** Texte extrait **
Les chercheurs ont également observé qui avait tweeté les émeutes en classant les comptes. Sans conteste, ce sont les médias grands publics traditionnels et les journalistes célèbres qui ont été le plus cités. Le compte individuel le plus cité a été @riotcleanup et les services d’urgence, notamment le compte de la police de Manchester. Les chercheurs ont même remarqué 3 comptes parodiques dans le top 200 des comptes Twitter qui ont évoqué les émeutes, diffusant des commentaires et des images satiriques autour des évènements.

Incontestablement, les données permettent de mieux comprendre le contexte spécifique et local des émeutes, conclut la chercheuse. Elles mettent en avant la montée des individus, permettent de comprendre comment se disséminent les rumeurs sur les sites sociaux. Twitter est plate-forme d’écoute, rappelle la chercheuse. 40 % des gens sont principalement inactifs, même si les périodes de crise favorisent l’activité. A l’avenir, l’enjeu est d’être capable de construire des équipes pour analyser ce type de données, très rapidement. Etre capable de réagir lors de la prochaine crise, pour expliquer précisément ce qu’il se passe, comme l’ont fait les sociologues Antonio Casilli et Paola Tubaro quelques jours après les évènements montrant que restreindre la diffusion de l’information dans une ville en proie à des violences n’était pas le gage de la disparition de ces violences. Au contraire, il semblerait même qu’un maintien de la communication ouverte entre les acteurs soit le gage d’un apaisement plus durable.

« Pourquoi les nouvelles technologies sont-elles toujours le bouc-émissaire des problèmes politiques et sociaux ? », questionne Laurent Haug, animateur de cette session. Parce que les réseaux sociaux sont des phénomènes nouveaux, qu’on ne connaît pas, qu’on explique mal, répond la chercheuse. L’imagination en fait un mouton noir, de la même manière qu’on accuse fréquemment YouTube d’être un média lié à l’extrémisme, cela bien souvent sans preuve empirique.

** Données fournies **
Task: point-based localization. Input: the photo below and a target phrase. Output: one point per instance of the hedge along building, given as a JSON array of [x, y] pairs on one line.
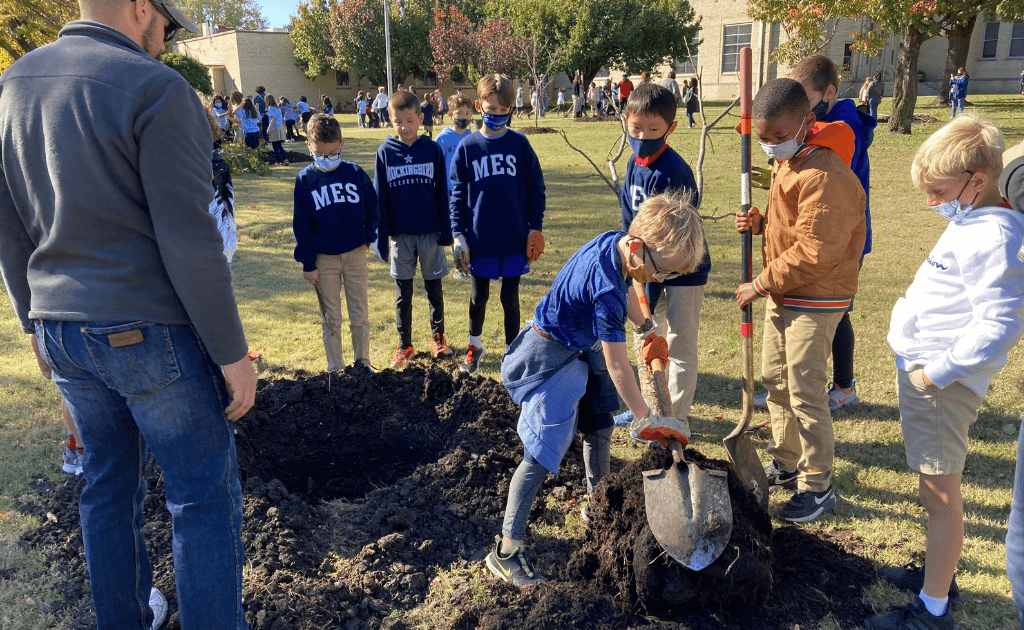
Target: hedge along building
[[244, 59], [994, 61]]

** Objectif **
Recopiez sans rien changer le passage du texte sur Twitter et les émeutes, en commençant à « Les chercheurs ont également » et en terminant à « autour des évènements. ». Ces données n'ont aucun lien avec le texte.

** En réponse **
Les chercheurs ont également observé qui avait tweeté les émeutes en classant les comptes. Sans conteste, ce sont les médias grands publics traditionnels et les journalistes célèbres qui ont été le plus cités. Le compte individuel le plus cité a été @riotcleanup et les services d’urgence, notamment le compte de la police de Manchester. Les chercheurs ont même remarqué 3 comptes parodiques dans le top 200 des comptes Twitter qui ont évoqué les émeutes, diffusant des commentaires et des images satiriques autour des évènements.